Work to do » Pictures appear in the records below; write out everything else exactly.
Start of Data entries
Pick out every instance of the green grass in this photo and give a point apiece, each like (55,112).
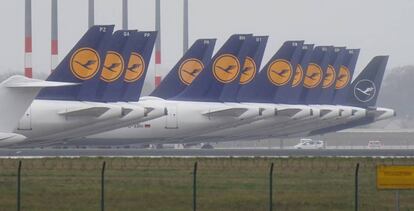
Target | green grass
(223,184)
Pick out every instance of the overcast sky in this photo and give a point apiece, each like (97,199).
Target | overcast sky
(378,27)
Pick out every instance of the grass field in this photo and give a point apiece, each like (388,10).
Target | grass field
(223,184)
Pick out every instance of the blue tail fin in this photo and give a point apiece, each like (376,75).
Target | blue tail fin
(186,70)
(137,66)
(251,65)
(297,83)
(276,73)
(111,70)
(365,88)
(328,82)
(222,71)
(312,82)
(283,92)
(344,77)
(82,63)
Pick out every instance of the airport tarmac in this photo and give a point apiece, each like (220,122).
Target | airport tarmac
(29,153)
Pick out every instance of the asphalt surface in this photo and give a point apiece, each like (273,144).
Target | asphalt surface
(21,153)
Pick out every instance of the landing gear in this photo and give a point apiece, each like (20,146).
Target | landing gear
(156,146)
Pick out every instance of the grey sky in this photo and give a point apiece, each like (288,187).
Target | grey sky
(375,26)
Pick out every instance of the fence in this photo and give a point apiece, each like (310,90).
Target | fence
(195,184)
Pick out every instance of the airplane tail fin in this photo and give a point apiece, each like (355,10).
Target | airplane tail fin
(250,67)
(328,81)
(80,64)
(137,67)
(344,77)
(17,93)
(109,75)
(186,70)
(263,88)
(312,82)
(223,71)
(365,88)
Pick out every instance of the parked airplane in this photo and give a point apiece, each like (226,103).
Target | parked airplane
(59,113)
(17,93)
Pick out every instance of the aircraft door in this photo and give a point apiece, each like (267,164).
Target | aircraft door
(171,121)
(25,123)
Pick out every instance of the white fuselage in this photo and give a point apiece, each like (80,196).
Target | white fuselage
(52,119)
(185,120)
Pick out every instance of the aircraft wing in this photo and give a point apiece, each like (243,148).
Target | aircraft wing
(225,112)
(89,111)
(290,112)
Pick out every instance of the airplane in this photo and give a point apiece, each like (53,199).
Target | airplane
(368,82)
(17,93)
(60,112)
(170,130)
(197,107)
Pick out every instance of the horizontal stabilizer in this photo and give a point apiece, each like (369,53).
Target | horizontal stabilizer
(226,112)
(290,112)
(90,111)
(18,81)
(11,137)
(324,112)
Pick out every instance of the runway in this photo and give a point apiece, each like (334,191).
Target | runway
(29,153)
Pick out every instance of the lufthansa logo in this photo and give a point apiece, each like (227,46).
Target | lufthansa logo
(343,78)
(84,63)
(135,68)
(226,68)
(329,78)
(249,71)
(112,67)
(280,72)
(364,90)
(313,76)
(189,70)
(298,76)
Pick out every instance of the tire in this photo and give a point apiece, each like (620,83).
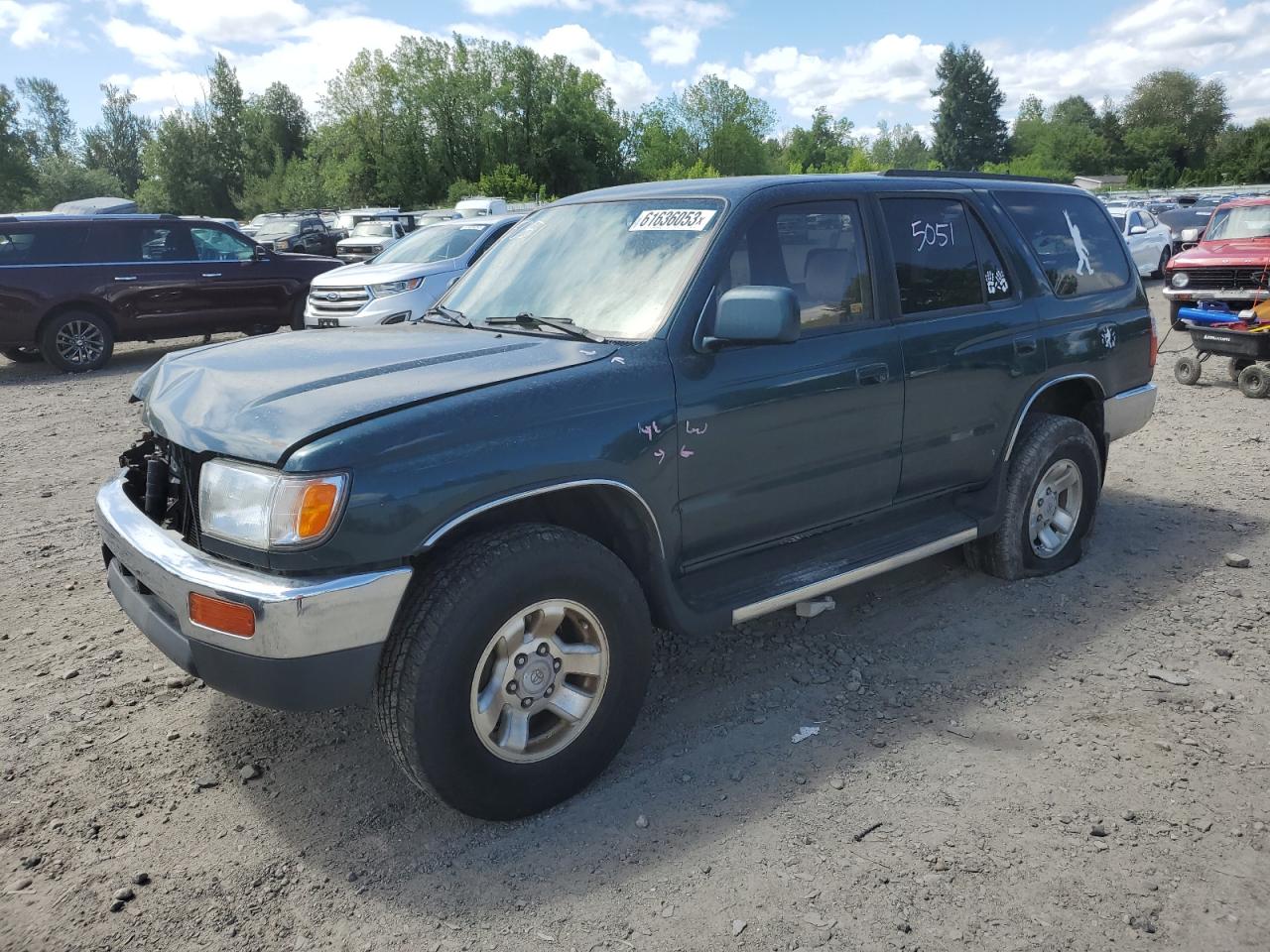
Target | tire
(1052,448)
(23,354)
(1187,370)
(75,341)
(437,669)
(1236,366)
(1255,380)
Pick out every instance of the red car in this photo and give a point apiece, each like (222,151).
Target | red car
(1230,264)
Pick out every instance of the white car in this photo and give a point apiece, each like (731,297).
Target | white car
(368,239)
(405,280)
(1151,241)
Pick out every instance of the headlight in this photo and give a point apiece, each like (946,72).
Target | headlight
(262,508)
(395,287)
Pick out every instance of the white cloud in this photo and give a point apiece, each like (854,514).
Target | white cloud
(674,46)
(229,21)
(627,79)
(150,46)
(31,24)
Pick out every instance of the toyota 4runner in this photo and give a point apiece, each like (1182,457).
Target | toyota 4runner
(681,404)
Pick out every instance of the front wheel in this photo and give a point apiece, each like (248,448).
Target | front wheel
(1052,495)
(516,670)
(75,341)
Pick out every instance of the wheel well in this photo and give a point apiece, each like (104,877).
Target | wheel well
(1080,399)
(613,517)
(91,307)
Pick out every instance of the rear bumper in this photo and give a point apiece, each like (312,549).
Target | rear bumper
(317,640)
(1128,412)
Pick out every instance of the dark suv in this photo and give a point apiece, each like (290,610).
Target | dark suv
(70,287)
(686,404)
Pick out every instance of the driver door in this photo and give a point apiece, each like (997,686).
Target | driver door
(776,439)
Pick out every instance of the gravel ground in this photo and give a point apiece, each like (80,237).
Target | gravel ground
(1069,763)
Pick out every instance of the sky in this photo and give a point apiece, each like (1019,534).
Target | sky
(869,61)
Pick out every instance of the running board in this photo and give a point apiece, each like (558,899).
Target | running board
(849,578)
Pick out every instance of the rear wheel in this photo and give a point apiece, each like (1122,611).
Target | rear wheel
(23,354)
(1052,495)
(516,670)
(1236,366)
(1255,380)
(1187,370)
(75,341)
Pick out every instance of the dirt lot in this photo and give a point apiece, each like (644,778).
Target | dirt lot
(996,765)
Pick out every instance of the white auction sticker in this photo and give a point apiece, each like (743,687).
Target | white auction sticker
(674,220)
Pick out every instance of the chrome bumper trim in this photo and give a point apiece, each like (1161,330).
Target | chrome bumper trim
(1128,412)
(1215,294)
(295,617)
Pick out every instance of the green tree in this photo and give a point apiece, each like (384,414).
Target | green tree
(114,146)
(225,109)
(17,175)
(63,178)
(49,127)
(968,126)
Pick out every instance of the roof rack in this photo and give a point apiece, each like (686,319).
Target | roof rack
(949,175)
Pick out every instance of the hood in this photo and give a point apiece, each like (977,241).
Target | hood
(259,398)
(1232,253)
(354,276)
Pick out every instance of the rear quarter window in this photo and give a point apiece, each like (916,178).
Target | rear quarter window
(1074,240)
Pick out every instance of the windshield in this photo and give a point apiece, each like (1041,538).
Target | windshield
(613,268)
(280,227)
(432,245)
(1241,221)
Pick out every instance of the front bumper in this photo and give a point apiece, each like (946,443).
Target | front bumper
(1215,294)
(1128,412)
(317,640)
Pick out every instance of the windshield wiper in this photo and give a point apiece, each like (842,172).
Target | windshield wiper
(449,313)
(564,325)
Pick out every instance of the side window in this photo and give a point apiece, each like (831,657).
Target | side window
(41,245)
(818,252)
(1072,239)
(216,245)
(937,264)
(167,243)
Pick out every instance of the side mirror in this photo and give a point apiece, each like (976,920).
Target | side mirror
(754,313)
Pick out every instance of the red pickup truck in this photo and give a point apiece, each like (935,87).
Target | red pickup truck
(1230,264)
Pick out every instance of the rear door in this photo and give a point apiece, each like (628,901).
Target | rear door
(149,277)
(240,289)
(785,438)
(970,340)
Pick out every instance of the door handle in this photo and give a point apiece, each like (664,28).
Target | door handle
(873,373)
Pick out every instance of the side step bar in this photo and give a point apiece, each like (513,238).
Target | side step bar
(849,578)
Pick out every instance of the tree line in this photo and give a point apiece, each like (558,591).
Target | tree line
(435,121)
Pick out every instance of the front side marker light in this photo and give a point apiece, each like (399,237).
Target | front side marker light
(218,615)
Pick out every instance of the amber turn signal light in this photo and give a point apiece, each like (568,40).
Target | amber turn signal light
(317,508)
(218,615)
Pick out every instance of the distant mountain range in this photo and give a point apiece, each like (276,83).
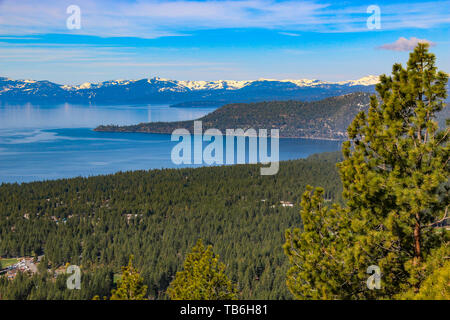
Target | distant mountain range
(188,93)
(326,119)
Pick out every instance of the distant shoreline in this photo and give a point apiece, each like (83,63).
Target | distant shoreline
(224,134)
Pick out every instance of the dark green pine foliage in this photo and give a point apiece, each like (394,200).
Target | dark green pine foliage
(203,277)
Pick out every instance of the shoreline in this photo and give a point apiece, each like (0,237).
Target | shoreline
(281,137)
End of Data entries
Finished answer »
Pick out every instance of the green grass in this photo and give a point apiece, each like (55,112).
Target | green grass
(223,184)
Pick out every instance of the overcast sky in this photo and give a point apiece, each like (97,199).
Target | overcast sky
(378,27)
Pick out every instance of the grass field in this photo and give a point apiece, each like (388,10).
Target | grass field
(223,184)
Pick out every instance of the blue tail fin in this photo and give a point apiece, each like (376,75).
Target | blue tail fin
(186,70)
(137,66)
(251,65)
(297,83)
(276,73)
(111,70)
(365,88)
(328,82)
(222,71)
(312,82)
(283,92)
(344,77)
(82,63)
Pick out every instance of the airport tarmac in this photo and give a point apiece, each like (220,122).
Target | airport tarmac
(29,153)
Pick out every instance of the asphalt surface in this photo and give a point apiece, each like (273,144).
Target | asphalt surface
(21,153)
Pick out every instance of the landing gear in this photo and give a point apiece, each like (20,146).
Target | landing gear
(156,146)
Pick out every instance of the grey sky in this photo and give a point apiece, each like (288,187).
Target | grey sky
(375,26)
Pick out every instance of the fence in this photo and give a point apiece, each like (310,90).
Target | fence
(195,184)
Pick out every instance of the airplane tail fin in this photo and give a point apiece, each like (355,10).
Target | airplane tail fin
(250,67)
(328,81)
(80,64)
(137,67)
(344,77)
(17,93)
(109,75)
(186,70)
(263,88)
(312,82)
(223,71)
(365,88)
Pick out every instance of the parked airplane in this photo and give a point apiece, each like (226,103).
Target | parked airplane
(59,113)
(17,93)
Pick out every instance of the aircraft door in this photo and give a point apiece, each like (267,164).
Target | aircraft door
(171,121)
(25,123)
Pick out every instance of the white fuselage in this photo and give a point apiece, each like (80,196).
Target | white fuselage
(52,119)
(185,120)
Pick out every instance of the aircraft wing in this photo and give a point apiece, each like (243,148).
Target | aircraft wing
(225,112)
(89,111)
(290,112)
Pick out every instance of the airplane in this photo and give a point apiece, each like (53,199).
Target | airplane
(368,82)
(17,93)
(60,112)
(170,130)
(197,107)
Pick out every instance of the horizontal stabilizer in this photo and give a point apiece, each like (369,53).
Target | horizontal stabilizer
(226,112)
(290,112)
(90,111)
(18,81)
(11,137)
(324,112)
Pick out every instance of the runway in this photo and give a point apiece, each like (334,191).
Target | runway
(29,153)
Pick out every instance of the lufthansa logo in this photo and give a point apiece, each like (227,46).
Target | lufthansa logo
(343,78)
(84,63)
(135,68)
(226,68)
(329,78)
(249,71)
(112,67)
(280,72)
(364,90)
(313,76)
(189,70)
(298,76)
Pick out every instance of the tire in this photo and give a point apiece, each like (620,83).
Target | tire
(1052,448)
(23,354)
(1187,370)
(75,341)
(437,669)
(1236,366)
(1255,380)
Pick out every instance of the red car in this photo and give a point apiece, each like (222,151).
Target | red car
(1230,264)
Pick out every instance of the white car in this photo and give a point apiece, each like (731,297).
Target | white car
(368,239)
(405,280)
(1151,241)
Pick out every instance of the headlight in this photo and give a point apiece, each like (946,72).
Target | headlight
(262,508)
(395,287)
Pick out every instance of the white cloud in this photo and give a point apiece, each like (854,514).
Target | white cloud
(674,46)
(229,21)
(627,79)
(150,46)
(31,24)
Pick out every instance of the toyota 4runner in this photo and give a point apiece, each like (1182,457).
Target | toyota 4runner
(681,404)
Pick out every instance of the front wheel in this photo and give a point apiece, each like (248,448).
Target | front wheel
(1052,495)
(516,670)
(75,341)
Pick out every instance of the wheel well in this photo and give a point apiece, each like (104,877).
Target | wheel well
(1080,399)
(613,517)
(91,307)
Pick out every instance of the rear bumper in this photo and give a point apiece, each like (312,549).
Target | rear bumper
(317,640)
(1128,412)
Pick out every instance of the dark suv in this photo and give a point apiece, each like (290,610).
Target | dark suv
(70,287)
(686,404)
Pick out every instance of the driver door in this photo and give a point apiece, each like (997,686).
Target | driver door
(776,439)
Pick out every instance of the gravel ground in this photo and give a point apiece, each like (80,237).
Target | gravel ground
(1069,763)
Pick out every instance of the sky in this photo and give a point apiece, each like (1019,534).
Target | sky
(869,61)
Pick out every instance of the running board in this photo and give a point apiece, each like (558,899).
Target | running board
(849,578)
Pick out every instance of the rear wheel in this photo and give a point apiece, each like (1122,611).
Target | rear wheel
(23,354)
(1052,495)
(516,670)
(1236,366)
(1255,380)
(1187,370)
(75,341)
Pick out every instance of the dirt lot in this photo and give a point apiece, each like (644,778).
Target | dirt lot
(996,765)
Pick out every instance of the white auction sticker in this photo and give a point apiece, each like (743,687).
Target | white auction sticker
(674,220)
Pick out every instance of the chrome bumper trim in this photo and give a point apiece, each like (1161,330).
Target | chrome bumper trim
(1128,412)
(1215,294)
(295,617)
Pick out every instance of the green tree in this photo and give a point apiece, each like (384,414).
Target | green tree
(114,146)
(225,109)
(17,175)
(63,178)
(49,127)
(968,126)
Pick out every instance of the roof rack in this photo and give a point apiece, each like (686,319).
Target | roof rack
(949,175)
Pick out every instance of the hood in this photo and give a point apiece, each like (977,241).
Target | hood
(259,398)
(1232,253)
(354,276)
Pick out every instance of the rear quarter window in this photo and give a point apiece, each like (916,178).
Target | rear quarter window
(1074,240)
Pick out every instance of the windshield in this photo and give a point apiece, each like (1041,538).
Target | windshield
(613,268)
(280,227)
(432,245)
(1241,221)
Pick out every instance of the front bumper in this photo and give a point apiece, each like (946,443).
Target | front bumper
(1215,294)
(1128,412)
(317,640)
Pick out every instance of the windshield wiper in this photo and give a point apiece, each like (842,172).
Target | windshield wiper
(449,313)
(564,325)
Pick out every instance of the side window in this photo and give a point apiece, each like (831,657).
Target | side window
(41,245)
(818,252)
(1072,239)
(216,245)
(937,264)
(167,243)
Pick out every instance of the side mirror in this photo and give a point apiece, each like (976,920).
Target | side mirror
(754,313)
Pick out every instance of the red pickup truck in this photo and give a point apiece, each like (935,87).
Target | red pickup truck
(1230,264)
Pick out every instance of the rear door in this photo and give a point apiece, each like (628,901).
Target | rear door
(149,277)
(240,289)
(785,438)
(970,340)
Pick out every instance of the door handle in this photo and give a point apiece, each like (664,28).
Target | door handle
(873,373)
Pick out every instance of the side step bar in this photo and give a point apiece, each like (513,238).
Target | side step bar
(849,578)
Pick out every instance of the tree line in this photo and give a point apiece, each like (558,591).
Target | tree line
(435,121)
Pick out every instance of the front side marker light in this photo and give a point apiece, each like (399,237).
Target | front side marker light
(218,615)
Pick out every instance of the amber turn signal light in this photo and give a point apiece, each like (568,40).
Target | amber turn signal light
(317,508)
(218,615)
Pick out every instance of the distant mountain range in this photo and give a point apiece, each like (276,83).
Target | distant mountain range
(188,93)
(326,119)
Pick out every instance of the distant shoreline in this photo and give a point apiece, each like (83,63).
Target | distant shoreline
(224,134)
Pick out every instance of the dark green pine foliage in this photo and give a point apiece, each like (394,200).
Target | dark green pine foliage
(203,277)
Pick out every instance of the shoreline in this photo and give a point apiece, each like (0,237).
Target | shoreline
(281,137)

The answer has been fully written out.